__EXERCISE__
A copy of the listing below is needed, exact in every line and without images.

+ + + + +

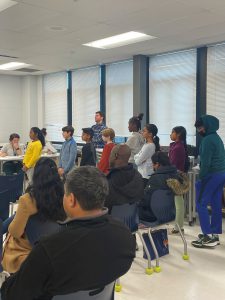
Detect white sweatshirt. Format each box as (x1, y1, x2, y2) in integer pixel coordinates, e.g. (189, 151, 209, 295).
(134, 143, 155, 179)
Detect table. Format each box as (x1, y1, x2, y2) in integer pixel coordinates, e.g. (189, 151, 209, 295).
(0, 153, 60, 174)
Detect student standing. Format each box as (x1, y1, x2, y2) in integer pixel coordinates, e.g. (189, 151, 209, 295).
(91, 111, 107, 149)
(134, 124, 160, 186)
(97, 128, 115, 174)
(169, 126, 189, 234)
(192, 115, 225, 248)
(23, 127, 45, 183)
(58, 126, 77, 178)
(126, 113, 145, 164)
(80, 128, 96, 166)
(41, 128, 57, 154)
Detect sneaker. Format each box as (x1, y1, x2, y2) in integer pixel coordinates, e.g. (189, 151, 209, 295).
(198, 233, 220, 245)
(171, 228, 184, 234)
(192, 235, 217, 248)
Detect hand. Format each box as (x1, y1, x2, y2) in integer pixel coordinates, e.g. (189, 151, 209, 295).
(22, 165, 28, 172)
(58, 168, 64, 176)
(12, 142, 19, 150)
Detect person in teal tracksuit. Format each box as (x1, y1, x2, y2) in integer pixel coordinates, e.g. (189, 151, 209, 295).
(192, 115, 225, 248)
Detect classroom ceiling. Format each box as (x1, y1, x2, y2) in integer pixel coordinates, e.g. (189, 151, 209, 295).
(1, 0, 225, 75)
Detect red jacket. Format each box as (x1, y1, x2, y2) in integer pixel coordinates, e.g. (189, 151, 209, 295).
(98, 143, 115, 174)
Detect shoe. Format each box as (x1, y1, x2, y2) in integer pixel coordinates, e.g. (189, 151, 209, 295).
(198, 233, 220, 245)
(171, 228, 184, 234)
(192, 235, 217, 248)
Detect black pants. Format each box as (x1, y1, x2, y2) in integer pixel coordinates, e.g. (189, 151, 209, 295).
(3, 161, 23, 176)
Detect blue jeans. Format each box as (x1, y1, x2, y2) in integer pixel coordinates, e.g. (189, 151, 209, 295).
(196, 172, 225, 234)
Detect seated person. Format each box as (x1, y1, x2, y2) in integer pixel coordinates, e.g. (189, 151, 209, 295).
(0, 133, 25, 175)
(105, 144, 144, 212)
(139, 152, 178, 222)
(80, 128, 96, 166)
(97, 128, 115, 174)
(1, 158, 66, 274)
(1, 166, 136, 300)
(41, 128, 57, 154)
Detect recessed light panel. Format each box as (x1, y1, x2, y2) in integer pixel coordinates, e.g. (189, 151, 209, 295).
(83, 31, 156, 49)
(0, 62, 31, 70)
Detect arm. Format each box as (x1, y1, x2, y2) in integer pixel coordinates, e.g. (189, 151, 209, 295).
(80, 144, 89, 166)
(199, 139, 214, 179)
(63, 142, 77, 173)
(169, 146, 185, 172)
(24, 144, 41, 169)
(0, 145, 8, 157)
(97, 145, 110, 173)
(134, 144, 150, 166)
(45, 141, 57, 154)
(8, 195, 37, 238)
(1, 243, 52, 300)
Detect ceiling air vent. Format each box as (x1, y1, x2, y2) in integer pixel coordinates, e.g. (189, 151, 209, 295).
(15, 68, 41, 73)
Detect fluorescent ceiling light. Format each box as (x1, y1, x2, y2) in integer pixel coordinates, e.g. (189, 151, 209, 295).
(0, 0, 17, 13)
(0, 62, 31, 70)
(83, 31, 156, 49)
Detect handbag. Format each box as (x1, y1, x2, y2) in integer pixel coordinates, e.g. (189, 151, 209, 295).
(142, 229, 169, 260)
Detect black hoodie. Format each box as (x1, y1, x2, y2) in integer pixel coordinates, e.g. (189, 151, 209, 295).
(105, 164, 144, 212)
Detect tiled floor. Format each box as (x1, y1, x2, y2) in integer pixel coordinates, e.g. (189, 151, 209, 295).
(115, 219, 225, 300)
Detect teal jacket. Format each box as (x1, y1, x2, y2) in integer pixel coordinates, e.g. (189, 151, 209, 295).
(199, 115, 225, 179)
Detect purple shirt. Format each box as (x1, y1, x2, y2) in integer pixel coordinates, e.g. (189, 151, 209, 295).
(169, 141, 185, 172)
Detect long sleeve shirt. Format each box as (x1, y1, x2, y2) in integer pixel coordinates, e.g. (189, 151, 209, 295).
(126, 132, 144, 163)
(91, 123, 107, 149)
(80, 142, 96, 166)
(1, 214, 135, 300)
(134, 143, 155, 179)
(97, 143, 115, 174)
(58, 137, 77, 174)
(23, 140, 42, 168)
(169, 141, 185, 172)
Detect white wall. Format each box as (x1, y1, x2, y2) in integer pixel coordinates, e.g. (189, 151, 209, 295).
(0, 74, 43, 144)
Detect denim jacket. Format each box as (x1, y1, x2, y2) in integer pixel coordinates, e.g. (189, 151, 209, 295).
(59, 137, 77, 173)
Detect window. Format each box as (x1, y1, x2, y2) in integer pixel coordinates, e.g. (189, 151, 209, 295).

+ + + + +

__EXPECTED ANSWER__
Detect white sweatshirt. Format each box as (x1, y1, x2, y2) in integer pixel coordinates, e.g. (189, 151, 209, 295).
(134, 143, 155, 179)
Detect table. Format each box as (x1, y1, x2, y2) in integer pixel coordinates, e.g. (189, 151, 209, 295).
(0, 153, 60, 174)
Detect student standing. Format each box as (x1, y1, x2, y2) in integer pixel coordinates, e.g. (189, 151, 209, 295).
(91, 111, 107, 149)
(134, 124, 160, 186)
(97, 128, 115, 174)
(169, 126, 189, 234)
(192, 115, 225, 248)
(23, 127, 45, 183)
(58, 126, 77, 178)
(126, 113, 145, 164)
(80, 128, 96, 166)
(41, 128, 57, 154)
Detect sneaker. Format each box as (x1, y1, x2, y2) in integer pixel coordinates, e.g. (189, 151, 209, 295).
(198, 233, 220, 245)
(171, 228, 184, 234)
(192, 235, 217, 248)
Detect hand. Format each box as (x1, y1, x2, y2) in integer pixel coordinates, e.g. (189, 151, 209, 295).
(22, 165, 28, 172)
(58, 168, 64, 176)
(12, 142, 19, 150)
Detect person in teal tracksuit. Format each box as (x1, y1, x2, y2) in integer pixel coordinates, e.g. (189, 151, 209, 295).
(192, 115, 225, 248)
Detect classroom ceiling. Format each box as (x1, y1, x2, y2) in integer pixel coordinates, e.g. (189, 151, 209, 295).
(1, 0, 225, 75)
Detect red jacket. Format each box as (x1, y1, x2, y2) in integer pixel coordinates, e.g. (189, 151, 209, 295).
(98, 143, 115, 174)
Detect shoe. Format each box as (x1, y1, x2, y2) in integer pixel coordinates, e.g. (189, 151, 209, 295).
(198, 233, 220, 245)
(171, 228, 184, 234)
(192, 235, 217, 248)
Detect black pants. Format each box as (x1, y1, x2, y2) in integer pixel coordinates, e.g. (189, 151, 209, 295).
(3, 161, 23, 176)
Detect blue jeans. Format each box as (x1, y1, x2, y2) in integer pixel coordinates, e.g. (189, 151, 209, 295).
(196, 172, 225, 234)
Detect seated person. Format each box as (x1, y1, x2, y2) in integer pixel coordinates, e.g. (189, 151, 209, 295).
(0, 133, 25, 175)
(105, 144, 144, 212)
(139, 152, 178, 222)
(80, 128, 96, 166)
(97, 128, 115, 174)
(1, 158, 66, 274)
(1, 166, 136, 300)
(41, 128, 57, 154)
Detect recessed light panel. Format each box as (x1, y1, x2, y2) in integer pixel coordinates, e.g. (189, 151, 209, 295).
(83, 31, 156, 49)
(0, 62, 31, 70)
Detect arm. Format each box as (x1, y1, x2, y2) in integer pixel coordinates, e.g. (189, 151, 209, 295).
(80, 144, 89, 166)
(199, 139, 214, 179)
(63, 142, 77, 173)
(169, 146, 185, 172)
(24, 144, 41, 169)
(0, 145, 8, 157)
(97, 145, 110, 173)
(134, 144, 150, 166)
(45, 141, 57, 154)
(8, 195, 37, 238)
(1, 243, 52, 300)
Detect ceiling air vent. Format each box as (x1, y1, x2, y2) in integer pixel coordinates, e.g. (189, 151, 209, 295).
(15, 68, 41, 73)
Detect fluorescent ceiling light. Format each box as (x1, y1, x2, y2) in integer pixel coordinates, e.g. (189, 151, 209, 295).
(0, 0, 17, 13)
(0, 62, 31, 70)
(83, 31, 156, 49)
Detect handbag. Format each box as (x1, y1, x2, y2) in integer pixel coordinates, e.g. (189, 151, 209, 295).
(142, 229, 169, 260)
Detect black hoodie. Format each box as (x1, y1, x2, y2) in integer pixel coordinates, e.g. (189, 151, 209, 295).
(105, 164, 144, 212)
Detect tiled floor. Format each box as (x1, y1, x2, y2) in integer pixel coordinates, e.g. (189, 151, 209, 295).
(115, 219, 225, 300)
Detect teal jacket. Format each box as (x1, y1, x2, y2) in integer pixel coordinates, e.g. (189, 151, 209, 295).
(199, 115, 225, 179)
Detect purple shirt. Format each box as (x1, y1, x2, y2) in integer pixel coordinates, e.g. (189, 151, 209, 295).
(169, 141, 185, 172)
Detect long sleeve shirt. Format each box as (x1, y1, x2, y2) in integer pixel coordinates, e.g. (189, 151, 209, 295).
(126, 132, 144, 163)
(91, 123, 107, 149)
(80, 142, 96, 166)
(1, 214, 135, 300)
(134, 143, 155, 179)
(97, 143, 115, 174)
(58, 137, 77, 174)
(23, 140, 42, 168)
(169, 141, 185, 172)
Detect white wall. Format each box as (x1, y1, x2, y2) in integer pixel coordinates, e.g. (189, 151, 209, 295).
(0, 74, 43, 144)
Detect denim jacket. Format each box as (x1, y1, x2, y2) in integer pixel coordinates, e.g. (189, 151, 209, 295).
(59, 137, 77, 173)
Detect window. Format each box as (x1, y1, x2, y2) in integer pixel coordinates, e.g. (189, 151, 209, 295).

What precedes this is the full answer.